DATA TO PROCESS ->
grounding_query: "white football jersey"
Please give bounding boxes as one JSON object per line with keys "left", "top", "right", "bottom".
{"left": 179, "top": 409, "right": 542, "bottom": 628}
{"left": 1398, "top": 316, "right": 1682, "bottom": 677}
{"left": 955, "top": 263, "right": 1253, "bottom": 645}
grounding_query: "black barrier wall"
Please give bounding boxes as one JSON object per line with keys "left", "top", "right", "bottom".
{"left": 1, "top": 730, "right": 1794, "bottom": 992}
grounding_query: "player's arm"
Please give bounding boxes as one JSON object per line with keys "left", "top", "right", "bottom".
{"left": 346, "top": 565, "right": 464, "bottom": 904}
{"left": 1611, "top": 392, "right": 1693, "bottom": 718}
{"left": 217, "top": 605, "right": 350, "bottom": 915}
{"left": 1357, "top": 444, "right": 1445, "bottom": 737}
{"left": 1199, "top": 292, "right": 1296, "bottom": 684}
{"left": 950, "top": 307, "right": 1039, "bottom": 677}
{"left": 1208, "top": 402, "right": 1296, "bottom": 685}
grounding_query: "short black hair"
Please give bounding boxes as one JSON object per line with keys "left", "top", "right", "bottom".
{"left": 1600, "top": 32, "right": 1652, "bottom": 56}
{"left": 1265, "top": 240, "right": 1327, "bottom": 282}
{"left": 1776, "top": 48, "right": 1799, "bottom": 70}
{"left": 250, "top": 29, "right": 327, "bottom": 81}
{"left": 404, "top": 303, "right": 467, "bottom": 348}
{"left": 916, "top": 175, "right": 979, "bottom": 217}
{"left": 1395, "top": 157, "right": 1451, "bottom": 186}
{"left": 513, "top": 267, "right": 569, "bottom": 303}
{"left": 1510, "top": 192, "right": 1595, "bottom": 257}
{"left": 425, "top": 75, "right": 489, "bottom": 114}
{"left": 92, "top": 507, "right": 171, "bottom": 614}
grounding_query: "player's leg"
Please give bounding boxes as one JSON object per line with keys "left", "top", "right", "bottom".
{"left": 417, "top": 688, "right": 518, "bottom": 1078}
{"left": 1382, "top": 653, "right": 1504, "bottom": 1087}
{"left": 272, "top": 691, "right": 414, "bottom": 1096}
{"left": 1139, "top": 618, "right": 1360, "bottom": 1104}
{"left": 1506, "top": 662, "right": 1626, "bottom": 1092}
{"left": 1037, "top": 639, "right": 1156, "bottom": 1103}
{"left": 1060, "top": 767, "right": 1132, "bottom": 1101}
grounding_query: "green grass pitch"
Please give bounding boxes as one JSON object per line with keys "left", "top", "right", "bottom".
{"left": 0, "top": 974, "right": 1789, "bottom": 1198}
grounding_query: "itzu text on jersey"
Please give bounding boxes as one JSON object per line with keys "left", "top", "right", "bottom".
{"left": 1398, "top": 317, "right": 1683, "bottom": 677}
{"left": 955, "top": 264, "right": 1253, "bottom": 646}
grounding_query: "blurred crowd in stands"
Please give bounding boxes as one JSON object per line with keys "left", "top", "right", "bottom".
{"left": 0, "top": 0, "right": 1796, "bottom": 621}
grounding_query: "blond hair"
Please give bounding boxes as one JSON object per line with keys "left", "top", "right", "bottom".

WORK REQUIRED -> Reproduce every record above exactly.

TASK SOLUTION ->
grounding_query: "white football jersey"
Please give bounding boxes as one JSON object per line with keys "left", "top", "right", "bottom".
{"left": 179, "top": 409, "right": 542, "bottom": 628}
{"left": 1398, "top": 316, "right": 1682, "bottom": 677}
{"left": 955, "top": 263, "right": 1253, "bottom": 645}
grounding_query: "black barrier wall"
Please give bounding boxes as one JSON object per line with keys "left", "top", "right", "bottom".
{"left": 1, "top": 730, "right": 1794, "bottom": 992}
grounding_query: "player's arm"
Please give bounding boxes as one JSON object per line with keys "left", "top", "right", "bottom".
{"left": 346, "top": 565, "right": 464, "bottom": 904}
{"left": 1611, "top": 392, "right": 1693, "bottom": 718}
{"left": 217, "top": 605, "right": 350, "bottom": 915}
{"left": 1357, "top": 444, "right": 1445, "bottom": 737}
{"left": 1199, "top": 292, "right": 1296, "bottom": 684}
{"left": 950, "top": 307, "right": 1039, "bottom": 677}
{"left": 1208, "top": 402, "right": 1296, "bottom": 685}
grounding_query: "short black hair"
Please give bounding boxes as one JSON object per line with keys "left", "top", "right", "bottom".
{"left": 1600, "top": 32, "right": 1652, "bottom": 56}
{"left": 1265, "top": 240, "right": 1327, "bottom": 282}
{"left": 1776, "top": 48, "right": 1799, "bottom": 70}
{"left": 250, "top": 29, "right": 327, "bottom": 81}
{"left": 404, "top": 303, "right": 467, "bottom": 348}
{"left": 916, "top": 175, "right": 979, "bottom": 217}
{"left": 1395, "top": 157, "right": 1451, "bottom": 186}
{"left": 513, "top": 267, "right": 569, "bottom": 303}
{"left": 1510, "top": 192, "right": 1595, "bottom": 257}
{"left": 425, "top": 75, "right": 489, "bottom": 114}
{"left": 92, "top": 507, "right": 171, "bottom": 614}
grounding_query: "player's leg"
Please give bounding boxes as one JSON object per line with keys "left", "top", "right", "bottom".
{"left": 417, "top": 688, "right": 518, "bottom": 1078}
{"left": 1382, "top": 653, "right": 1504, "bottom": 1087}
{"left": 272, "top": 691, "right": 414, "bottom": 1096}
{"left": 1139, "top": 618, "right": 1360, "bottom": 1104}
{"left": 1506, "top": 662, "right": 1626, "bottom": 1092}
{"left": 1037, "top": 639, "right": 1156, "bottom": 1103}
{"left": 1060, "top": 767, "right": 1132, "bottom": 1101}
grounding_query: "green grass pitch"
Please give bounding boxes as one JSON object per line with keys "left", "top", "right", "bottom".
{"left": 0, "top": 974, "right": 1789, "bottom": 1198}
grounding_query: "itzu text on jersey"
Please give bounding boxes as one JSON object per line with keys "left", "top", "right", "bottom".
{"left": 1398, "top": 317, "right": 1683, "bottom": 677}
{"left": 955, "top": 264, "right": 1253, "bottom": 646}
grounding_query: "blurred crowd in stands"
Please give bounding boxes as one JSON object per line with keys "left", "top", "right", "bottom".
{"left": 0, "top": 0, "right": 1796, "bottom": 621}
grounding_query: "blond hair"
Please give bounding boxes as one JSON object per line with keys "left", "top", "right", "bottom".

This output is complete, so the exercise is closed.